» **Objetivo**:
Responda, por favor, a estas perguntas sobre a entrevista:
1. Em que universidade o entrevistado se doutorou em História Comparada?
2. Segundo o entrevistado, qual foi o último país a erradicar o trabalho escravo?
3. Em que dia da semana a FAP publica a série de entrevistas?

» **Seleção**:

FAP Entrevista: Ivanir dos Santos

O racismo no Brasil é a base da estruturação das nossas relações políticas e sociais, avalia Ivanir do Santos.
Foto: Fotonotícia
Foto: Fotonotícia

O racismo no Brasil é a base da estruturação das nossas relações políticas e sociais, avalia Ivanir do Santos

Por Germano Martiniano

O Brasil é mundialmente conhecido como um país multicultural, miscigenado e que transparece ser um lugar onde as diferenças sociais são bem aceitas. Ainda que, o multiculturalismo seja um fato, em terras brasileiras o racismo, o machismo, a homofobia e outras formas de preconceito são bem presentes no convívio social. É o que afirma o Doutor em História Comparada pela Universidade Federal do Rio de Janeiro (UFRJ), Ivanir dos Santos. “No Brasil o racismo é sutil e, muitas vezes, camuflado como ‘opinião pessoal’. Aqui o racismo é a base da estruturação das nossas relações políticas e sociais”, disse o historiador.

Ivanir que também é babalawô, guia espiritual do candomblé de Keto e militante político, salienta que o Brasil foi o último país que erradicou o trabalho escravo e que não foi capaz de criar políticas inclusivas para negros e negras recém-libertos. “O sistema de cotas, por exemplo, faz parte das políticas de reparação às minorias representativas da nossa sociedade e que tem como alicerce as políticas de ações afirmativas inclusivas fomentadas pelos movimentos negros brasileiros”, avalia.

Temas como a situação dos negros no país, eleições 2018 e questão da intolerância religiosa foram alguns dos assuntos tratados com Ivanir, o entrevistado da semana pela Fundação Astrojildo Pereira (FAP). A entrevista faz parte da série publicada aos domingos pela FAP com intelectuais e personalidades políticas de todo o Brasil, com o objetivo de ampliar o debate em torno do principal tema deste ano: as eleições.

» **Material fornecido**:
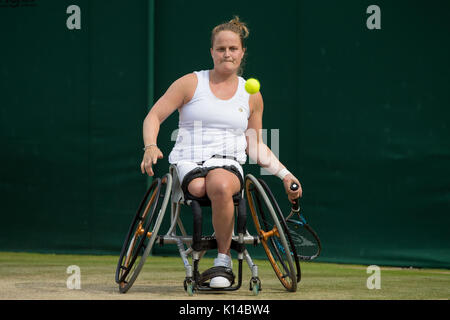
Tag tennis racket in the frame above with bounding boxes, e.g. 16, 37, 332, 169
285, 183, 322, 261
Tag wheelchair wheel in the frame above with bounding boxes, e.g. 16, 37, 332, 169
258, 179, 302, 282
245, 174, 297, 292
116, 175, 172, 293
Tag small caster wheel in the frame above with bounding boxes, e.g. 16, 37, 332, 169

» **Tarefa concluída**:
1. Na Universidade Federal do Rio de Janeiro (UFRJ).
2. O Brasil.
3. Aos domingos.